-------- The data

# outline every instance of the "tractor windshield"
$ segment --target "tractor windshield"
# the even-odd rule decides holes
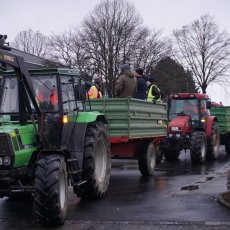
[[[36,100],[43,112],[58,111],[56,76],[33,76]],[[15,76],[0,76],[0,114],[19,113],[18,82]]]
[[[192,120],[199,120],[198,99],[172,99],[169,107],[169,120],[180,115],[189,115]]]
[[[0,77],[0,113],[18,113],[18,87],[15,77]]]

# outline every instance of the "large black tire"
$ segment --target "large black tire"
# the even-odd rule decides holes
[[[193,164],[202,164],[206,161],[207,140],[203,132],[194,132],[190,140],[190,156]]]
[[[225,138],[225,152],[230,154],[230,134],[228,133]]]
[[[44,226],[64,223],[67,213],[67,171],[64,157],[39,159],[35,173],[35,215]]]
[[[83,156],[83,183],[74,187],[82,198],[101,198],[107,191],[111,173],[108,132],[102,122],[88,124]]]
[[[164,157],[169,161],[175,161],[180,156],[180,150],[179,149],[164,149]]]
[[[207,159],[213,160],[219,156],[220,133],[217,122],[212,123],[211,136],[207,140]]]
[[[138,152],[138,166],[143,176],[152,176],[156,166],[156,149],[152,142],[145,144]]]
[[[156,163],[160,164],[163,158],[163,151],[161,150],[161,146],[159,144],[155,145],[156,149]]]

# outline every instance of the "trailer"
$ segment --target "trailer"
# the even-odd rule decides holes
[[[210,113],[218,118],[220,144],[225,145],[226,153],[230,154],[230,106],[212,107]]]
[[[138,159],[141,174],[153,175],[167,135],[167,105],[127,97],[90,100],[90,106],[108,121],[112,158]]]

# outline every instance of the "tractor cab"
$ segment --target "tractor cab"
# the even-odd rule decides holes
[[[35,99],[44,114],[45,142],[47,147],[60,149],[62,126],[67,117],[85,110],[85,81],[77,70],[62,68],[29,71]],[[14,71],[0,72],[0,124],[26,125],[37,123],[38,114],[30,103],[32,115],[25,109],[25,98]],[[81,90],[80,90],[81,89]]]
[[[210,100],[205,94],[178,93],[170,95],[168,101],[168,120],[187,116],[194,129],[204,128],[205,119],[210,115]]]
[[[107,191],[107,121],[85,110],[79,71],[36,63],[29,70],[6,38],[0,35],[0,198],[33,194],[38,221],[57,226],[66,218],[68,185],[84,198]]]
[[[200,93],[172,94],[168,100],[167,138],[162,151],[166,159],[175,160],[181,150],[190,150],[193,163],[216,159],[219,148],[219,125],[210,115],[209,97]]]

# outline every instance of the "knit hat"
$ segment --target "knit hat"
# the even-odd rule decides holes
[[[144,70],[142,68],[138,68],[136,69],[136,73],[138,73],[139,75],[143,75]]]
[[[129,64],[122,64],[122,65],[120,65],[120,69],[121,69],[122,72],[126,71],[126,70],[131,70]]]

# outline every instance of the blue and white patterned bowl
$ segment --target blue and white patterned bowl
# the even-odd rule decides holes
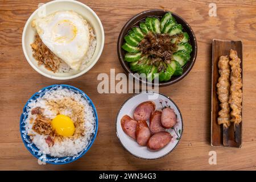
[[[68,89],[72,90],[76,93],[81,94],[83,97],[88,102],[89,104],[93,109],[94,116],[95,117],[95,125],[94,125],[94,132],[90,138],[90,141],[89,141],[88,145],[77,155],[73,156],[67,156],[62,158],[55,158],[52,157],[48,155],[44,155],[43,154],[35,144],[30,140],[30,136],[27,135],[27,132],[26,131],[25,124],[26,119],[28,117],[27,110],[29,109],[28,104],[32,101],[36,100],[38,98],[42,97],[47,91],[50,90],[55,90],[57,88],[61,86],[63,88]],[[36,158],[40,159],[40,161],[45,162],[47,163],[53,164],[64,164],[72,162],[83,156],[87,151],[90,149],[93,142],[96,137],[97,132],[98,131],[98,115],[97,114],[96,109],[93,105],[92,100],[87,95],[84,93],[82,90],[70,85],[53,85],[45,87],[35,93],[32,97],[28,100],[25,106],[24,106],[23,113],[20,116],[20,131],[21,134],[21,138],[25,144],[27,150]]]

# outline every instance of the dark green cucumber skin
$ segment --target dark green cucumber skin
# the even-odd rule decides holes
[[[168,16],[168,18],[167,18]],[[164,26],[165,25],[165,24],[166,23],[166,22],[167,22],[167,20],[171,18],[171,17],[172,17],[172,14],[171,14],[170,12],[168,12],[167,13],[166,13],[163,18],[162,18],[161,20],[160,20],[160,28],[161,28],[161,31],[162,31]]]
[[[147,34],[147,33],[148,33],[148,29],[147,29],[147,25],[145,22],[141,22],[139,23],[139,27],[144,34]]]
[[[181,25],[180,24],[176,24],[174,26],[173,26],[172,27],[171,27],[171,28],[169,30],[168,33],[170,35],[174,35],[177,34],[179,34],[180,32],[181,32],[182,31],[182,25]],[[172,32],[174,31],[176,31],[176,30],[178,30],[180,31],[179,32],[175,32],[174,34],[172,34]]]
[[[133,48],[130,48],[129,47],[129,44],[128,44],[127,43],[125,43],[125,44],[123,44],[123,45],[122,46],[122,48],[125,51],[126,51],[128,52],[136,53],[136,52],[139,52],[139,50],[137,48],[137,47],[133,47]]]
[[[143,33],[142,32],[141,32],[141,34],[139,32],[139,30],[141,31],[141,30],[139,27],[135,27],[133,28],[133,31],[135,33],[137,34],[138,36],[139,36],[142,39],[144,38],[144,35]]]
[[[139,42],[133,39],[130,35],[125,36],[125,40],[128,44],[131,46],[137,47],[139,44]]]
[[[135,57],[129,57],[130,54],[135,54],[136,56]],[[126,53],[125,55],[125,60],[127,61],[127,62],[134,62],[134,61],[137,61],[138,60],[139,60],[141,58],[141,52],[138,52],[137,53]]]
[[[156,34],[161,34],[160,23],[158,18],[155,17],[152,18],[152,23],[154,31]]]
[[[132,29],[133,30],[129,32],[129,35],[134,40],[139,43],[139,42],[144,38],[144,36],[147,34],[148,34],[149,31],[152,31],[153,33],[156,33],[157,31],[154,26],[154,20],[155,20],[155,18],[156,18],[147,17],[146,18],[146,22],[142,22],[139,23],[139,27],[138,28],[139,28],[139,30],[141,31],[142,33],[143,34],[143,36],[142,36],[141,32],[138,34],[137,32],[137,31],[134,29],[134,28],[133,28]],[[164,29],[164,27],[162,27],[161,24],[162,23],[162,19],[160,21],[159,28],[160,30],[160,33],[163,33],[163,30],[164,31],[164,30],[163,30]],[[172,67],[170,65],[167,64],[166,71],[162,71],[158,72],[158,67],[151,65],[150,63],[150,60],[143,60],[143,59],[142,57],[137,58],[136,57],[136,56],[135,56],[134,57],[131,57],[131,60],[133,60],[132,62],[130,61],[130,68],[131,69],[131,70],[133,72],[137,72],[140,74],[141,73],[146,74],[147,79],[149,81],[152,81],[154,78],[155,78],[154,73],[159,73],[158,79],[159,82],[167,81],[171,78],[172,76],[181,75],[183,72],[182,67],[187,63],[187,61],[190,59],[191,57],[190,53],[192,52],[192,49],[191,45],[188,43],[189,39],[188,34],[187,34],[187,32],[182,32],[183,30],[182,26],[181,24],[177,24],[176,20],[172,16],[168,18],[168,20],[166,21],[165,24],[166,24],[168,20],[169,20],[169,22],[170,22],[169,23],[171,24],[171,28],[166,33],[170,34],[170,35],[171,35],[171,34],[172,33],[175,33],[174,34],[172,35],[177,34],[185,34],[186,35],[185,37],[184,36],[183,38],[178,40],[179,42],[176,42],[176,43],[179,45],[179,46],[180,47],[178,48],[179,51],[177,51],[176,52],[174,53],[174,55],[180,56],[181,57],[184,59],[183,63],[184,65],[183,65],[181,67],[181,65],[179,63],[179,62],[172,59],[172,61],[174,61],[174,63],[175,63],[176,65],[175,67],[174,67],[174,65],[172,65]],[[175,24],[174,23],[175,23]],[[156,22],[156,23],[158,23]],[[173,24],[172,23],[173,23]],[[158,27],[158,24],[157,24],[156,27]],[[138,44],[136,42],[135,43],[130,43],[130,44],[131,44],[131,46],[133,46],[134,47],[135,47],[135,46],[138,46]],[[130,48],[133,48],[133,47],[131,47]],[[131,52],[131,50],[130,50],[129,52],[136,53],[138,52],[139,52],[139,50],[135,49],[134,50],[132,50]],[[137,59],[139,59],[139,60],[138,60]],[[158,65],[159,64],[156,65]]]
[[[179,51],[185,51],[188,54],[190,54],[192,51],[192,46],[187,42],[181,42],[177,45],[177,47]],[[185,48],[185,49],[183,49],[183,47]],[[182,48],[182,49],[180,49],[181,47]]]
[[[171,67],[170,64],[167,64],[167,68],[166,69],[166,77],[164,78],[164,81],[167,81],[171,79],[172,76],[174,73],[174,70]]]
[[[175,64],[176,64],[176,70],[174,72],[174,76],[181,75],[183,73],[183,69],[182,69],[181,66],[176,61],[175,61]]]
[[[152,25],[152,18],[147,17],[146,18],[146,25],[147,26],[147,29],[148,30],[148,31],[150,31],[154,32],[153,25]]]
[[[129,32],[129,35],[138,42],[140,42],[143,39],[143,38],[139,36],[137,34],[135,33],[133,31],[130,31]]]
[[[162,71],[159,73],[159,75],[158,77],[158,79],[159,81],[164,81],[164,78],[166,78],[166,72],[164,71]]]
[[[163,34],[168,33],[168,32],[171,29],[171,28],[175,24],[177,24],[177,23],[176,22],[176,20],[174,19],[174,18],[169,19],[167,20],[167,22],[166,22],[166,24],[164,24],[164,27],[162,30],[162,33],[163,33]]]

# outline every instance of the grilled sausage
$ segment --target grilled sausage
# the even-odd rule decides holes
[[[146,146],[150,135],[150,130],[146,121],[138,121],[136,129],[136,139],[138,144],[142,146]]]
[[[150,129],[152,133],[163,131],[165,129],[161,124],[162,112],[156,110],[150,116]]]
[[[155,104],[152,101],[146,101],[141,103],[135,109],[133,117],[134,119],[147,121],[150,118],[152,112],[155,110]]]
[[[161,131],[157,133],[150,137],[147,142],[147,146],[151,150],[159,150],[168,144],[172,138],[172,135],[168,132]]]
[[[121,121],[123,131],[129,136],[136,139],[137,122],[127,115],[123,116]]]
[[[161,123],[164,128],[170,129],[177,123],[177,117],[174,110],[166,107],[162,111]]]

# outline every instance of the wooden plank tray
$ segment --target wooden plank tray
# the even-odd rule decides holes
[[[230,49],[237,52],[237,55],[241,59],[241,68],[242,68],[242,41],[229,41],[213,39],[212,42],[212,107],[211,107],[211,145],[212,146],[224,146],[222,125],[217,123],[218,111],[220,110],[220,101],[217,94],[216,84],[220,77],[218,74],[218,61],[222,55],[229,55]],[[241,113],[242,114],[242,113]],[[242,143],[242,122],[240,123],[240,137],[239,141],[236,142],[234,139],[234,125],[231,123],[228,129],[228,147],[241,147]]]

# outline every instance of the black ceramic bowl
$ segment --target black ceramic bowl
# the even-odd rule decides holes
[[[123,28],[122,28],[120,34],[119,35],[118,40],[117,42],[117,53],[118,55],[118,59],[120,63],[127,73],[133,73],[133,72],[130,69],[128,63],[125,61],[125,55],[126,51],[122,48],[122,46],[123,44],[124,37],[127,34],[128,31],[131,30],[132,27],[134,26],[138,26],[139,23],[142,21],[144,20],[146,18],[147,18],[147,16],[154,16],[161,18],[166,13],[168,12],[168,11],[163,10],[150,10],[141,12],[131,18],[125,24]],[[175,18],[177,22],[182,25],[184,31],[185,31],[188,34],[188,35],[189,36],[189,43],[191,44],[193,50],[191,53],[191,57],[190,59],[190,60],[188,61],[187,64],[183,67],[183,73],[182,74],[182,75],[172,76],[171,80],[165,82],[160,82],[157,85],[154,84],[153,82],[152,84],[154,86],[167,86],[172,85],[178,82],[186,76],[186,75],[191,70],[193,65],[195,64],[195,62],[196,61],[196,54],[197,53],[197,44],[196,42],[196,36],[194,32],[193,32],[193,30],[184,19],[175,13],[173,13],[172,12],[171,12],[171,13]],[[135,75],[134,75],[134,77],[135,79],[141,80],[141,81],[144,82]],[[147,84],[151,84],[151,83],[149,82],[147,82]]]

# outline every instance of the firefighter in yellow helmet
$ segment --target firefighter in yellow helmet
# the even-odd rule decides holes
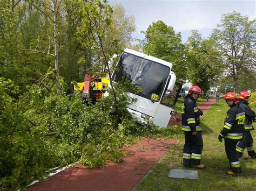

----------------

What the task requires =>
Copy the material line for line, starting at the first line and ending at the line that contains "[[[0,77],[0,113],[18,113],[18,87],[15,77]]]". Omit the pictures.

Result of the task =>
# outline every instance of the "tractor windshield"
$ segment --target "tractor windshield"
# the even-odd rule decides holes
[[[36,100],[43,112],[58,111],[56,76],[33,76]],[[15,76],[0,76],[0,114],[19,113],[18,82]]]
[[[192,120],[199,120],[198,99],[172,99],[169,107],[169,120],[180,115],[189,115]]]
[[[0,77],[0,113],[18,113],[18,87],[15,77]]]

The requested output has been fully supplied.